* **What is required**: Could you return every record below exactly as it stands, leaving out the pictures?

* **Records shown**:
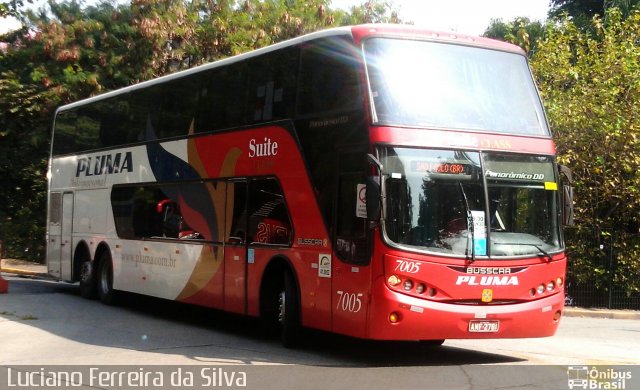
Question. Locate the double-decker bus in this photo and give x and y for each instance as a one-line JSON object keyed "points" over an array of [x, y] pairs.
{"points": [[377, 181]]}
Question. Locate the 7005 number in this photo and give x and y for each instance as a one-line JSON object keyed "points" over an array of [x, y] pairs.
{"points": [[410, 267], [350, 302]]}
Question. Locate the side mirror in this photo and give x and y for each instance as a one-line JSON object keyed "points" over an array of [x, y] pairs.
{"points": [[373, 199], [567, 206], [568, 212]]}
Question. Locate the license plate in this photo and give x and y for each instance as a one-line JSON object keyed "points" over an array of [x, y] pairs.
{"points": [[484, 326]]}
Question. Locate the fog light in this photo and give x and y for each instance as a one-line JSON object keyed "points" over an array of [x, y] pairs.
{"points": [[408, 285], [393, 281], [557, 315]]}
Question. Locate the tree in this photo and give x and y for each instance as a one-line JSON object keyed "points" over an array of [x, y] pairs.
{"points": [[582, 11], [520, 31], [590, 83]]}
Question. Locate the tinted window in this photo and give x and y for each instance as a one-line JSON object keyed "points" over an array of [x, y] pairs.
{"points": [[88, 128], [152, 212], [113, 120], [223, 99], [352, 243], [269, 221], [65, 132], [180, 99], [144, 114], [328, 77], [272, 86]]}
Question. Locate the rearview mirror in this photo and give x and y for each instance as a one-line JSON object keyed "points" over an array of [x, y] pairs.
{"points": [[373, 199], [567, 195]]}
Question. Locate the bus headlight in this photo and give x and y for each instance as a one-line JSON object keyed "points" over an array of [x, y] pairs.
{"points": [[408, 285], [393, 281]]}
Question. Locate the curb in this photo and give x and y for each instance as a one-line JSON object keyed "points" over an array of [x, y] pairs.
{"points": [[601, 313], [21, 272]]}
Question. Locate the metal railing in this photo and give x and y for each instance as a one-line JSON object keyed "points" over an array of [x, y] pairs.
{"points": [[603, 269]]}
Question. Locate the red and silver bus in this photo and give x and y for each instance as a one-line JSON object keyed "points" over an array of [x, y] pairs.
{"points": [[381, 182]]}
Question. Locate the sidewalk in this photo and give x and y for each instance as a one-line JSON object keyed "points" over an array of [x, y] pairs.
{"points": [[27, 268], [22, 267]]}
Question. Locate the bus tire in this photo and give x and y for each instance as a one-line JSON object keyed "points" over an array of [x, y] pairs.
{"points": [[105, 279], [289, 312], [88, 285]]}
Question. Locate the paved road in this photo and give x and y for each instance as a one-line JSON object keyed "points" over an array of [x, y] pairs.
{"points": [[44, 323]]}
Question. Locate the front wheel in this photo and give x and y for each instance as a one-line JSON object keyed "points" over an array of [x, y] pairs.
{"points": [[88, 287], [105, 280]]}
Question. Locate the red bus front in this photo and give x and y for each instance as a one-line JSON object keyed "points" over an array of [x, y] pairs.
{"points": [[469, 241]]}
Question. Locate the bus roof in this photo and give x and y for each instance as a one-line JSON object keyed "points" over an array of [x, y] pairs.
{"points": [[358, 33]]}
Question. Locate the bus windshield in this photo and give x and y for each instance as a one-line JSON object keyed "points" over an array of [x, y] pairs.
{"points": [[436, 85], [436, 202]]}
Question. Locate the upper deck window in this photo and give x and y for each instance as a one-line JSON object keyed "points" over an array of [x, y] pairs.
{"points": [[449, 86]]}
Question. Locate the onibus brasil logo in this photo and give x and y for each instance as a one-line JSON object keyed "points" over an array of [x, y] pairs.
{"points": [[584, 377]]}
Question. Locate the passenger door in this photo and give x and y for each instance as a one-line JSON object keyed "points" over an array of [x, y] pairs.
{"points": [[235, 251], [351, 271]]}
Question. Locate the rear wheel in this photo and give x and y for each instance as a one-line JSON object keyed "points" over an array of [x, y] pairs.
{"points": [[105, 279]]}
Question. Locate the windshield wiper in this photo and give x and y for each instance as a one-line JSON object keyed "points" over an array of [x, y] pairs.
{"points": [[542, 253], [470, 225]]}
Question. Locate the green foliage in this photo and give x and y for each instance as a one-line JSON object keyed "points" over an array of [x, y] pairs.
{"points": [[590, 82], [520, 31]]}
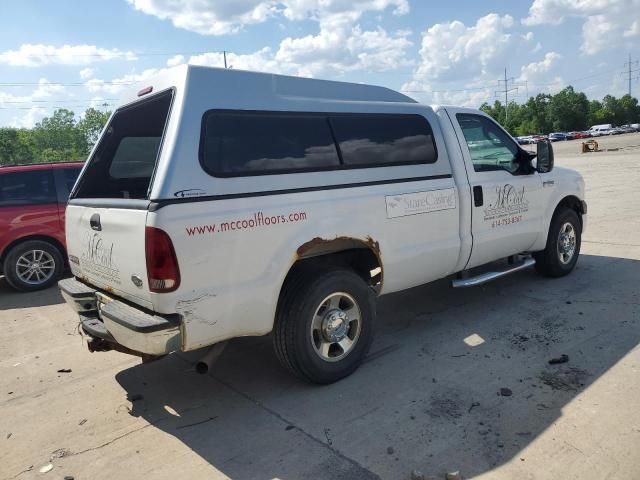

* **Response to the exercise**:
Question. Locate the double-decker bus in this photo and give x and y for each instance as a one-line JSON object keyed "points" over an array of [x, y] pairs.
{"points": [[377, 181]]}
Question. Locate the 7005 number in this photo and give x and y for each instance as a one-line JSON object keyed "points" over an array of [x, y] pairs.
{"points": [[410, 267], [350, 302]]}
Question. Locate the side mirror in this photo and give x and y for each instance as a one-line JSON object keyed "points" over an array of [x, y] pairs.
{"points": [[373, 199], [567, 206], [568, 212]]}
Question. Locate the license plate in this photo and give x and y for each instance as a one-line JSON object keyed "points" over an array of [x, y] pairs.
{"points": [[484, 326]]}
Question. Locate the fog light in this photo and give x and y for each instance as a one-line JSON object keyed "points" over an array of [x, y] pairs.
{"points": [[408, 285], [393, 281], [557, 315]]}
Question. Locate the tree in this photo and give x and y for each instance as a one-line JSON object keyed "points" over an array of [x, y] pairs.
{"points": [[582, 11], [520, 31], [590, 83]]}
Question. Locate the tinted window in this photo and give x and y for each instance as a one-line JSON object keyed "points" over an array of [x, y] pairs.
{"points": [[88, 128], [152, 212], [113, 120], [223, 99], [352, 243], [269, 221], [65, 132], [180, 99], [144, 114], [328, 77], [272, 86]]}
Question. Locate the rearview mirror in this photo and give x and y for each instance as a one-line JSON object keyed "points" over an array of [x, y] pairs.
{"points": [[373, 199], [567, 195]]}
Question. Locate the bus headlight in this photo and give x and y for each instance as a one-line JSON object keyed "points" over an array of [x, y] pairs.
{"points": [[408, 285], [393, 281]]}
Question. Locate the curb in this photo and give x and y for each instance as a one-line JSON object keyed "points" over an array of [x, y] pairs.
{"points": [[601, 313], [21, 272]]}
Question. Locate the metal railing in this photo and give x and y for each instance as a one-line JSON object keyed "points" over an array of [x, y] pairs.
{"points": [[603, 269]]}
Question. Locate the red and silver bus in this photo and give x and y for each instance as a one-line JSON object keyed "points" over an array of [x, y] pairs.
{"points": [[381, 182]]}
Question. Locate the sidewalk in this photo and give x and y for each instance as a one-line JSON object keyed "points" over an array of [x, y] pairs.
{"points": [[27, 268], [22, 267]]}
Question. Locate the bus tire in this photo and give x and y for each instance as a one-line JSON object keyed "points" over an array of [x, y] pairs.
{"points": [[105, 279], [289, 312], [88, 285]]}
Question. Locate the paved road in this photo and give x and y for each instance as a one-line JSON object keyed "points" over an array of [x, y] pairs.
{"points": [[44, 323]]}
Question. Locate the front wheel in this photo and give x and y for each instance as a one-line JSON object keyed "points" over an array of [x, y] pairs.
{"points": [[88, 287], [105, 280]]}
Question. Locate the red bus front in this photo and give x and y for each instance as a one-line JSON object keyed "points" over an array of [x, y] pairs.
{"points": [[469, 241]]}
Question. Locate the bus roof in this photo and give x and y for each instance as a one-line JSON object keyed "points" over an array of [x, y] pairs.
{"points": [[358, 33]]}
Question. Locate the bus windshield in this photo and give x and y for each instance as a one-line JSON object keyed "points" over an array of [x, y] pairs.
{"points": [[436, 85], [436, 202]]}
Question. Locate the upper deck window in this photo and give x and y for each instance as a one-line JSON object keyed "points" over an array of [x, y] pairs.
{"points": [[449, 86]]}
Question. Locate the onibus brasil logo in this photo and give x and y for each instance as a one-line JSON object keyed "points" over an array of [x, y] pairs.
{"points": [[584, 377]]}
Question. Locate the passenger door in this photo and give x and y for each instance as a one-line JSON object keyed "points" over an array of [x, y] pairs.
{"points": [[235, 251], [351, 271]]}
Question. Locate the rear wheel in this photo and give x and y for each instance as a one-line JSON object keyed "points" over an array of [x, y] pairs.
{"points": [[105, 279]]}
Question. Locate the windshield wiper in this photo and give x and y for each instance as a one-line JSON object keyed "points" over an array of [x, y] pairs.
{"points": [[542, 253], [470, 225]]}
Question. Locate the green foliage in this photo and give x and y for each instance as a one-line JSON object keyed "points" over an array of [x, y] pairs.
{"points": [[590, 82], [520, 31]]}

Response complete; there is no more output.